- [REQUIREMENT 1]:
Write out the part of the forum thread about the tinc's arm injury starting with "ok so i got" and going on through "i need HELP.".
- [REQUIREMENT 2]:
Continue the forum thread about the tinc's arm injury from where it stops.

- [SUPPLIED PASSAGE]:
------------------------

# Help faster the better



## Jungle_John (Feb 19, 2007)

ok so i got a problem i went to ship my tincs out this morning and my female has a huge blister/cut thing on her arm. i dont know when she got it but 2 days ago she didnt have it. so we hold off on shipping and i put her in a container for treatment. so far i put neosparen on her. besides that what should i do?
i and the buyer has never seen this before. i have no clue what this is or how to treat it. i need HELP.

any ideas or suggestions?? i would think this be a time sensitive matter? should i try and keep her more dry so not to cause infection?

also i notice in the last hours its getting alittle bigger but less red.
heres a photo of it on here forearm and what im keeping her in now to treat her.


















is this a bite? a infection? a cut? a blister or rash from somthing? or my worst fear a parasite?(if a parasite were would it come from? i havnt gotten any new animals. and all mine are clean)

please help and let me know


----------



## Jungle_John (Feb 19, 2007)

------------------------

- [INFORMATION GIVEN]:
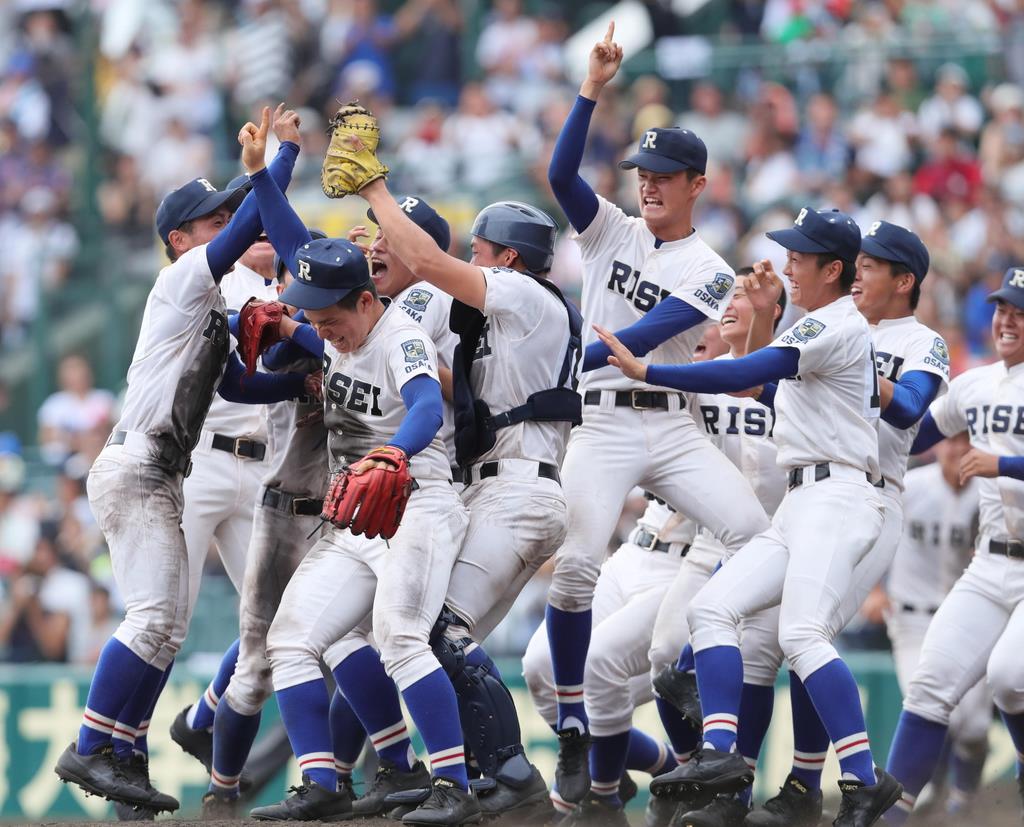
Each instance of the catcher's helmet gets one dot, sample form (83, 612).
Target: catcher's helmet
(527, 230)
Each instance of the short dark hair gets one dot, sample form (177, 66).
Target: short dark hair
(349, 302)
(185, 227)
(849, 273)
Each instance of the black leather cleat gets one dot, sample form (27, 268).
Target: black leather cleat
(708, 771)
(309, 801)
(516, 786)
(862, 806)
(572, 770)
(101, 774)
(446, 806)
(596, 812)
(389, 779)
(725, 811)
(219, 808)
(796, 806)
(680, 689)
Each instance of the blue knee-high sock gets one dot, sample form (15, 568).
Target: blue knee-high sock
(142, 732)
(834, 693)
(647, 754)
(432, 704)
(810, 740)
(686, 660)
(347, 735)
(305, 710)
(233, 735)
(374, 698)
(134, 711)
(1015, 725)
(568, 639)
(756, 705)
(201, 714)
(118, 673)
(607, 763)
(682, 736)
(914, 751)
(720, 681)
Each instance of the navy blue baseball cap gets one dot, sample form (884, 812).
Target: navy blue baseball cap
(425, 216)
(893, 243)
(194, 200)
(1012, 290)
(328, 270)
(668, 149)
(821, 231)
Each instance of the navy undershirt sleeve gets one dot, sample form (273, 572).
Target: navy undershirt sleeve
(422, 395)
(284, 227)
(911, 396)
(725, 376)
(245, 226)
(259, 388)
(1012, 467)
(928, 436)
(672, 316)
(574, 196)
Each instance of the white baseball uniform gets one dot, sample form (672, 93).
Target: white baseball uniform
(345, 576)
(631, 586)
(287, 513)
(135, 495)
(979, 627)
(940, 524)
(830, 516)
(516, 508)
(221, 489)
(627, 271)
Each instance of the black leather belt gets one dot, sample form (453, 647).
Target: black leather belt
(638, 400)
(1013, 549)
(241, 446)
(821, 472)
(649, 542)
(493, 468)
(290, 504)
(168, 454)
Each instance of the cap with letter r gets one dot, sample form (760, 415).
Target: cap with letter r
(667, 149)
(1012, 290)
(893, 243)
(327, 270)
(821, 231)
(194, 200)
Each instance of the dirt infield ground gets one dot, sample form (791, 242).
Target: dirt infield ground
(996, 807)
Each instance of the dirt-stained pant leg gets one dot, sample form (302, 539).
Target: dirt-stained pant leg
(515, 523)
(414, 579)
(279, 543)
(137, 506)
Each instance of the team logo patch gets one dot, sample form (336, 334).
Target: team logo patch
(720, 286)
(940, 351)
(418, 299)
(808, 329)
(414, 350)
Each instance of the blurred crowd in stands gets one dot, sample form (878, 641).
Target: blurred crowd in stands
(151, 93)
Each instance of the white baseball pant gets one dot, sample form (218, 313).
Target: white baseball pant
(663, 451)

------------------------

- [EXPECTED ANSWER 1]:
ok so i got a problem i went to ship my tincs out this morning and my female has a huge blister/cut thing on her arm. i dont know when she got it but 2 days ago she didnt have it. so we hold off on shipping and i put her in a container for treatment. so far i put neosparen on her. besides that what should i do?
i and the buyer has never seen this before. i have no clue what this is or how to treat it. i need HELP.

- [EXPECTED ANSWER 2]:
i was thinking could this be a spider bite? a few of my tanks got these little spiders. i dont think there tank dose but its so heavily planted im not positive.


----------



## AaronAcker (Aug 15, 2007)

WOW, that is odd... Hope the frog pulls through for you :/ let us know if it subsides, or if you figure out what exactly it is?


----------



## Jungle_John (Feb 19, 2007)

day 1 of treatment is over and so far the neosporin has turned most of the red bloody looking blister thing white. so now its white whitch i think is the start of scabbing. i think thats good. also it looks like it might be a tad smaller but im not sure on that.
worried now for my brother is a vet and he said the swelling looks so large she might lose her leg. however he knows nothing on frogs so he dosnt know for sure. hes a dog and cats and other critter vet.
ill keep every one updated


----------



## Roadrunner (Mar 6, 2004)

If it doesn`t get better I`d check for tb. If neosporin works you should be o.k. as mycobacteria shouldn`t be cured by neosporin.


----------



## Jungle_John (Feb 19, 2007)

tb? also i dont know if this is common for a stressed out female but i found 2 dropped eggs. is this a bad sign or is this somthing common? i just gave her flys so im waiting to see if she eat (she should she been eating fine all along)


----------



## Rich Frye (Nov 25, 2007)

My brother may be able to help out. Silersulfadiazine (sp?) is a great med and may help. But contact him. I am not the vet. Contact info on my site.
It is very common for Darts that are stressed to lay. "The world is ending. Pass along genes"

Rich


----------



## UmbraSprite (Mar 2, 2007)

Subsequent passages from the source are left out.